[STATED EXERCISE]
Transcribe all records exactly.
▼
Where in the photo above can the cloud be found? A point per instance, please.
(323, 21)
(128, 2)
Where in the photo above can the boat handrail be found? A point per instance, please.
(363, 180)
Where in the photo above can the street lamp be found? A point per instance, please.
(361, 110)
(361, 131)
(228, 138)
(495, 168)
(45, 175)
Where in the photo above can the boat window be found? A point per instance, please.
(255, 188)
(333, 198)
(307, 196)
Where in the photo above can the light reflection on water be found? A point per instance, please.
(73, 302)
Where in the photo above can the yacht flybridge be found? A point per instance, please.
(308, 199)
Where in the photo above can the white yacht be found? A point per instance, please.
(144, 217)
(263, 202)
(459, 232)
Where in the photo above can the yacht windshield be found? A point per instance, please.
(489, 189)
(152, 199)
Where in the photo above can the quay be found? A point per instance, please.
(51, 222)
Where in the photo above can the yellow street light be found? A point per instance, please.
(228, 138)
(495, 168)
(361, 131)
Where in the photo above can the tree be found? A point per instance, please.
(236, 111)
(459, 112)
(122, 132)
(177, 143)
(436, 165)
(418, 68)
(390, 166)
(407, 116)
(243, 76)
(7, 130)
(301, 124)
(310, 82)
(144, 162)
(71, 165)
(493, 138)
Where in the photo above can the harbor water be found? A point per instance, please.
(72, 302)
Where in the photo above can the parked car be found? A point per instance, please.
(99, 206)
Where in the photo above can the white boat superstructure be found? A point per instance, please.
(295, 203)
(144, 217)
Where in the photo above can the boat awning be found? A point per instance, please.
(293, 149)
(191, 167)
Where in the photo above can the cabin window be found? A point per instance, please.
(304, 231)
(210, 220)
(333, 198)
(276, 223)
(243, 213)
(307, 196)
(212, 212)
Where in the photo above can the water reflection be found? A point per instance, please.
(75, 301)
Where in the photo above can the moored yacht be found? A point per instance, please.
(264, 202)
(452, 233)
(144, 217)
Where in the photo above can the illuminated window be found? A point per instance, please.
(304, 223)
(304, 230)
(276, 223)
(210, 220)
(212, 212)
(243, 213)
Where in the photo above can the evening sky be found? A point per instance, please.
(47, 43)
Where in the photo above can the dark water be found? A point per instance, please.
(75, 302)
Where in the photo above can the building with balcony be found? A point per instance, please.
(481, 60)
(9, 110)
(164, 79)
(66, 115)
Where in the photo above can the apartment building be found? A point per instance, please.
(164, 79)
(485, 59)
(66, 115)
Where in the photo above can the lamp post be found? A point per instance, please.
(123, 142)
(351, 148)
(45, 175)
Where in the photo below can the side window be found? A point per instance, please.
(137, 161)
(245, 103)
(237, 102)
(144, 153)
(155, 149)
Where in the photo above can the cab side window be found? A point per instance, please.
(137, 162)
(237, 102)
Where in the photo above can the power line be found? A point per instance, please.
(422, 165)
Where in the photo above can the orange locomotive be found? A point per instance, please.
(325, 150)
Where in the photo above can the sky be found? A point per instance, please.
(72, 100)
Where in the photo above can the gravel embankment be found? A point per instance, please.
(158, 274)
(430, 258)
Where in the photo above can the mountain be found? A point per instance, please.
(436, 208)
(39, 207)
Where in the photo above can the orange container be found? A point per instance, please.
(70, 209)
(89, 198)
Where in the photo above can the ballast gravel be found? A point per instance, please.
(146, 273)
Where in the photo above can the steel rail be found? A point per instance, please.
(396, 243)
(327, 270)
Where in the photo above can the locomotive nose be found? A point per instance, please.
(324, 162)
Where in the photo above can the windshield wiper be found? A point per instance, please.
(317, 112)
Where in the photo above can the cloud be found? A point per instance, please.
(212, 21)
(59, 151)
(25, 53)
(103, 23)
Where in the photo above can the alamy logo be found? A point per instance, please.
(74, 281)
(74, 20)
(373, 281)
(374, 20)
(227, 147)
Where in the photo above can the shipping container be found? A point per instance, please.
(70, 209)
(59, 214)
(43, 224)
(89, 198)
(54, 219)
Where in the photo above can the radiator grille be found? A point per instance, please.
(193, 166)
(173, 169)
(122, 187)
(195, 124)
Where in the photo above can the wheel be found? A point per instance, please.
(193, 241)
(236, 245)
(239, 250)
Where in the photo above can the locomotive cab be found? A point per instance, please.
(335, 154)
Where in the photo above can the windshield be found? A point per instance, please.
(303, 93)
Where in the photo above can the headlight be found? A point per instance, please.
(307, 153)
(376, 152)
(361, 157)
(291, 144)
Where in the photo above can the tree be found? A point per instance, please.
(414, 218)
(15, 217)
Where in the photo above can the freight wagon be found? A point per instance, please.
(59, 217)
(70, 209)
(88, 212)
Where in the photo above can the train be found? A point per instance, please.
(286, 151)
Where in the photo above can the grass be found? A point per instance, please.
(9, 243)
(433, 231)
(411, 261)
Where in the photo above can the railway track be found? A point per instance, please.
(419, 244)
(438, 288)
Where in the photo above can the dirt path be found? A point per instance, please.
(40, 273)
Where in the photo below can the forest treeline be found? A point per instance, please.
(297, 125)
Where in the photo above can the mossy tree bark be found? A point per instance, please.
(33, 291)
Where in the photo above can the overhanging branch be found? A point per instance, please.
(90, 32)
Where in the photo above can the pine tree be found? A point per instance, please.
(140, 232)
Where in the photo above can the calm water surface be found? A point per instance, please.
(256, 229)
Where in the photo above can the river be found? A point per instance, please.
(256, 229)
▲
[EXERCISE OUTPUT]
Where in the photo above can the cloud be found? A point per instance, please.
(323, 21)
(128, 2)
Where in the photo above can the boat handrail be found? A point per instance, please.
(363, 180)
Where in the photo above can the street lamp be found? A point per instance, please.
(361, 110)
(361, 131)
(228, 138)
(495, 168)
(45, 175)
Where in the photo above can the boat window be found? A point per instance, please.
(255, 188)
(333, 198)
(307, 196)
Where in the photo above can the light reflection on water be found? A point per instance, please.
(73, 302)
Where in the photo above can the yacht flybridge be found? A point per instance, please.
(308, 199)
Where in the photo above can the white yacht be found? A point per instance, please.
(144, 217)
(263, 202)
(459, 232)
Where in the photo above can the yacht windshield be found? A point per instance, please.
(489, 189)
(152, 199)
Where in the photo above can the quay be found? A point per instance, please.
(51, 222)
Where in the photo above can the yellow street light be found? A point per instance, please.
(228, 138)
(495, 168)
(361, 131)
Where in the photo above can the tree be found? A point per instance, please.
(236, 111)
(459, 112)
(122, 132)
(177, 143)
(436, 165)
(418, 68)
(390, 166)
(407, 116)
(243, 76)
(7, 130)
(301, 124)
(310, 82)
(144, 162)
(71, 165)
(493, 138)
Where in the photo above can the harbor water be found? A point per instance, please.
(72, 302)
Where in the photo above can the parked car be found? A point per instance, please.
(99, 206)
Where in the photo above can the white boat superstructure be found? A point per instance, please.
(295, 203)
(144, 217)
Where in the photo above can the boat awning be found? A point per instance, please.
(293, 149)
(191, 167)
Where in the photo above can the cabin window be found? A point per instance, please.
(304, 231)
(210, 220)
(333, 198)
(276, 223)
(243, 213)
(307, 196)
(212, 212)
Where in the photo above can the water reflection be found? A point per instance, please.
(75, 301)
Where in the photo above can the moored yacht be found? A point per instance, please.
(264, 202)
(452, 233)
(144, 217)
Where in the photo above can the illuminated window be found? A point per instance, please.
(304, 223)
(304, 230)
(276, 223)
(210, 220)
(212, 212)
(243, 213)
Where in the photo above can the evening sky be found? A point per instance, please.
(47, 43)
Where in the photo above can the dark water be found? A point per instance, please.
(75, 302)
Where in the photo above can the building with balcony be found? A point per instance, please.
(481, 60)
(9, 110)
(164, 79)
(66, 115)
Where in the photo above can the apartment building be found? A point per instance, please.
(164, 79)
(485, 59)
(66, 115)
Where in the photo above can the lamp post be found? A point per instance, please.
(123, 142)
(351, 148)
(45, 175)
Where in the photo below can the side window be found? A point per instance, please.
(137, 161)
(245, 103)
(237, 102)
(144, 153)
(155, 149)
Where in the photo above can the cab side window be found? A point per instance, please.
(137, 162)
(237, 102)
Where in the photo above can the power line be found? A point per instance, please.
(422, 165)
Where in the photo above can the orange locomotive be found? A point per instance, please.
(325, 150)
Where in the photo above can the sky be found? A point per instance, please.
(72, 100)
Where in the photo above can the gravel embankment be found? A point per instance, please.
(158, 274)
(430, 258)
Where in the photo above can the mountain be found? A point per instance, please.
(436, 208)
(39, 207)
Where in the photo above can the orange container be found? A point per instance, please.
(70, 209)
(89, 198)
Where in the photo above can the ballast gravel be found? A point per instance, please.
(146, 273)
Where in the photo above can the steel rail be found? A point per instance, please.
(396, 243)
(327, 270)
Where in the photo above can the locomotive nose be found? A point per instance, please.
(324, 162)
Where in the photo above can the windshield wiper be found? A point per instance, please.
(317, 112)
Where in the photo above can the cloud be found? A point per instance, please.
(212, 21)
(59, 151)
(25, 53)
(103, 23)
Where in the photo above can the alamy logo be found? A point per instance, please.
(74, 281)
(74, 20)
(373, 281)
(374, 20)
(227, 147)
Where in the photo above can the shipping container be found? A point per instance, please.
(70, 209)
(59, 214)
(43, 224)
(89, 198)
(54, 219)
Where in the photo above can the radiator grille be found? A point per instance, please.
(193, 166)
(173, 169)
(122, 187)
(195, 124)
Where in the photo above can the wheel be found? A point per instance, please.
(193, 241)
(236, 245)
(239, 250)
Where in the photo above can the locomotive cab be found? A point per instance, please.
(335, 154)
Where in the photo above can the windshield be found? A point per instance, please.
(303, 93)
Where in the photo above can the headlight be found? A point per instance, please.
(307, 153)
(376, 152)
(361, 157)
(291, 144)
Where in the photo above can the tree be found? A point per instance, please.
(414, 218)
(15, 217)
Where in the photo above can the freight wagon be found? A point per instance, please.
(59, 217)
(70, 209)
(88, 212)
Where in the photo above can the train be found? A point per instance, please.
(286, 151)
Where in the photo above can the grass be found? A point per instance, please.
(9, 243)
(433, 231)
(411, 261)
Where in the photo above can the railway track be found? A point per instance, please.
(419, 244)
(438, 288)
Where in the photo above can the dirt path be found? A point per instance, please.
(40, 273)
Where in the photo below can the forest treeline be found? A point per instance, please.
(297, 125)
Where in the photo above can the mossy tree bark be found? A point per instance, please.
(33, 291)
Where in the photo above can the overhanging branch be found? A point per instance, please.
(90, 32)
Where in the photo above can the pine tree be found? A point per instance, please.
(140, 232)
Where in the photo above can the calm water surface be found? A point per instance, please.
(256, 229)
Where in the photo above can the river be found? A point per instance, please.
(256, 229)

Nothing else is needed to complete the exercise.